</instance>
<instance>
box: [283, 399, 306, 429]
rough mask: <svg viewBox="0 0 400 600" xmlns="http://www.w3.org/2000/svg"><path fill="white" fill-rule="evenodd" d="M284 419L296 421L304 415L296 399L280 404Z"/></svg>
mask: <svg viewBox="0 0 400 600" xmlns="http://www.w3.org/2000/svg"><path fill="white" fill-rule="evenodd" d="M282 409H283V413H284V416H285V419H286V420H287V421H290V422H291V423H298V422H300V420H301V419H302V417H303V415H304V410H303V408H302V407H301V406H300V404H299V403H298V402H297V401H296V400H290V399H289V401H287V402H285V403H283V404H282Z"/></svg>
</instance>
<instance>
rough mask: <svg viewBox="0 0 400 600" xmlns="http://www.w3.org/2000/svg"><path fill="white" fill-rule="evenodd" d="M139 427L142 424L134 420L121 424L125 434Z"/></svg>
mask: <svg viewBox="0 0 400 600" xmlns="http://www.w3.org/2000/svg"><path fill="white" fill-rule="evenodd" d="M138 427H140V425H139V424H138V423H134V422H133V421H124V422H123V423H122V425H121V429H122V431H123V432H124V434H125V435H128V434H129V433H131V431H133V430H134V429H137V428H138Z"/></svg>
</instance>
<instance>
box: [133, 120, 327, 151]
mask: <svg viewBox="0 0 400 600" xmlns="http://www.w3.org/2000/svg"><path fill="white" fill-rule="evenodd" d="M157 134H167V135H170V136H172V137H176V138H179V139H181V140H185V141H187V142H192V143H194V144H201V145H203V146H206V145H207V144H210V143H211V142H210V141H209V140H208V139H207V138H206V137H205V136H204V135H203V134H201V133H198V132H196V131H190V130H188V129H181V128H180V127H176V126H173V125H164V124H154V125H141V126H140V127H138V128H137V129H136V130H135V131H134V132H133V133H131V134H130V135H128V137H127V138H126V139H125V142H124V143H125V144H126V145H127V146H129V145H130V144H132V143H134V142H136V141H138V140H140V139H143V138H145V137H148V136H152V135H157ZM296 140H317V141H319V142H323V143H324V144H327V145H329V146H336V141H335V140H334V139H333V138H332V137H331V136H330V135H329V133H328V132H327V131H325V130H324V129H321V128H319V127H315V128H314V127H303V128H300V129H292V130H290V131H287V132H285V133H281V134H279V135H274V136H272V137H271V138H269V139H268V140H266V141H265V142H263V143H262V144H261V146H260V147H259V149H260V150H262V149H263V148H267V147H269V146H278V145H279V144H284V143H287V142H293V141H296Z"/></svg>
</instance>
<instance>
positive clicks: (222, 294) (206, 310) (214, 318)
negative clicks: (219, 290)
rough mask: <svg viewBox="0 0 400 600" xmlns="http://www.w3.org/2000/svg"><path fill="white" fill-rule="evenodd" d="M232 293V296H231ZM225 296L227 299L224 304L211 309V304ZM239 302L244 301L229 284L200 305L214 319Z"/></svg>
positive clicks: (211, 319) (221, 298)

Task brief → Set the whole listing down, word for word.

Task response →
</instance>
<instance>
box: [283, 399, 306, 429]
rough mask: <svg viewBox="0 0 400 600" xmlns="http://www.w3.org/2000/svg"><path fill="white" fill-rule="evenodd" d="M284 419L296 421L304 415L296 399L280 404Z"/></svg>
mask: <svg viewBox="0 0 400 600" xmlns="http://www.w3.org/2000/svg"><path fill="white" fill-rule="evenodd" d="M282 409H283V413H284V416H285V419H286V420H287V421H290V422H291V423H298V422H300V420H301V419H302V417H303V415H304V410H303V408H302V407H301V406H300V404H299V403H298V402H297V401H296V400H290V399H289V401H287V402H285V403H283V404H282Z"/></svg>
</instance>
<instance>
rough mask: <svg viewBox="0 0 400 600" xmlns="http://www.w3.org/2000/svg"><path fill="white" fill-rule="evenodd" d="M139 427L142 424L134 420L121 424L125 434Z"/></svg>
mask: <svg viewBox="0 0 400 600" xmlns="http://www.w3.org/2000/svg"><path fill="white" fill-rule="evenodd" d="M138 427H140V425H139V424H138V423H134V422H133V421H124V422H123V423H122V425H121V429H122V431H123V432H124V434H125V435H128V434H129V433H131V431H133V430H134V429H137V428H138Z"/></svg>
</instance>
<instance>
box: [133, 120, 327, 151]
mask: <svg viewBox="0 0 400 600" xmlns="http://www.w3.org/2000/svg"><path fill="white" fill-rule="evenodd" d="M157 134H167V135H170V136H172V137H176V138H179V139H181V140H185V141H187V142H192V143H194V144H201V145H203V146H206V145H207V144H210V143H211V142H210V141H209V140H208V139H207V138H206V137H205V136H204V135H203V134H201V133H198V132H196V131H190V130H188V129H181V128H180V127H176V126H173V125H164V124H154V125H141V126H140V127H138V128H137V129H136V130H135V131H134V132H133V133H131V134H130V135H128V137H127V138H126V139H125V142H124V143H125V144H126V145H127V146H129V145H130V144H132V143H134V142H136V141H138V140H140V139H143V138H145V137H148V136H152V135H157ZM296 140H317V141H319V142H323V143H324V144H327V145H329V146H336V141H335V140H334V139H333V138H332V137H331V136H330V135H329V133H328V132H327V131H325V130H324V129H321V128H319V127H315V128H314V127H303V128H300V129H292V130H290V131H287V132H285V133H281V134H279V135H274V136H272V137H271V138H269V139H268V140H266V141H265V142H263V143H262V144H261V146H260V147H259V149H260V150H262V149H263V148H267V147H269V146H278V145H279V144H284V143H287V142H293V141H296Z"/></svg>
</instance>
<instance>
positive clicks: (222, 294) (206, 310) (214, 318)
negative clicks: (219, 290)
rough mask: <svg viewBox="0 0 400 600" xmlns="http://www.w3.org/2000/svg"><path fill="white" fill-rule="evenodd" d="M232 293V296H231ZM225 296L227 299L224 304L211 309V304ZM239 302L244 301L229 284L200 305L214 319Z"/></svg>
positive clicks: (211, 319) (221, 298)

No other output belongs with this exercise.